We agree with the reviewer that seasonality is an important confounding factor to consider in associating differences in transmission with the implementation of NPIs or behavioral changes –factors such as temperature, humidity, and socializing inside in poorly ventilated areas can all affect transmission, and thus sublineage size and duration. In this 2020 analysis, it was not possible to disentangle these effects over the span of one year. If might be tempting to compare to 2021, but the emergence and domination of VOCs make them hard to compare. Within 2020, one might consider comparing the effect of a given NPI, such as restrictions on international travel, on sublineage size and duration in different seasons in Northern and Southern hemisphere countries. However, the challenge here is that countries different in the timing and strength of their NPIs and had different dominant sublineages circulating at any given time. Although the relationship with sublineage size and duration with time may be confounded by seasonality, the reduction in importations during Spring 2020 was too rapid and drastic to have occurred as a result of differences in season.

7. p. 15, ll. 22-24: Where is the mandatory 14-day quarantine coming from? Given the incubation period and duration of shedding, I know many who think quarantine should be shorter (if testing were not feasible). With sensitive testing, there is no reason to keep people past a week if they are consistently negative. I think it's important not to imply the traditional durations used for quarantine are especially grounded or optimized.

We have reworded the discussion to not necessarily recommend a 14-day quarantine.

“The downstream effects of border porosity could have been better mitigated by earlier widespread availability of rapid antigen tests to inform quarantine duration (CDC, 2020), and through increased resources for contact tracing, cluster response, and compliance oversight.”

> _Study questions_
(1) In the reviewer response, what reason is given for why the reduction in importations during Spring 2020 could not have resulted from differences in season?
(2) Set down the passage of the reviewer response that begins at the words "7. p. 15, ll." and ends after the words "a 14-day quarantine.".
(3) State whether each statement agrees with the reviewer response, answering yes or no and quoting the deciding words: (a) The authors were able to separate seasonal effects from other effects within 2020. (b) The discussion was reworded so that it does not necessarily recommend a 14-day quarantine. (c) The revised passage names rapid antigen tests as a way to inform quarantine duration.

> _Supplied data_
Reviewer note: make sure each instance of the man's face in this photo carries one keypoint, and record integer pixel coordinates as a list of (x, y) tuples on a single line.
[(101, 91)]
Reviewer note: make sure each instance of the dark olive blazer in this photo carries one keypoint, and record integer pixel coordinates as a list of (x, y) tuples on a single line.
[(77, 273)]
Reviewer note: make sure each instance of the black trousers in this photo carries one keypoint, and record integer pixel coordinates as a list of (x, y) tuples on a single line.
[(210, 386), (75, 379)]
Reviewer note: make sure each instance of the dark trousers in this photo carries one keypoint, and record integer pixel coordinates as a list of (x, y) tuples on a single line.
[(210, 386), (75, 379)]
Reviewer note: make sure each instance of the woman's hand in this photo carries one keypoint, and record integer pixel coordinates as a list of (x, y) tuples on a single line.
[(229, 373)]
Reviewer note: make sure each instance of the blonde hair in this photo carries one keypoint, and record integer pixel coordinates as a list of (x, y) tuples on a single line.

> _Solutions to the tasks_
(1) The reduction was too rapid and drastic to have occurred as a result of differences in season.

(2)
7. p. 15, ll. 22-24: Where is the mandatory 14-day quarantine coming from? Given the incubation period and duration of shedding, I know many who think quarantine should be shorter (if testing were not feasible). With sensitive testing, there is no reason to keep people past a week if they are consistently negative. I think it's important not to imply the traditional durations used for quarantine are especially grounded or optimized.

We have reworded the discussion to not necessarily recommend a 14-day quarantine.

(3)
(a) No: "it was not possible to disentangle these effects over the span of one year."
(b) Yes: "We have reworded the discussion to not necessarily recommend a 14-day quarantine."
(c) Yes: "earlier widespread availability of rapid antigen tests to inform quarantine duration"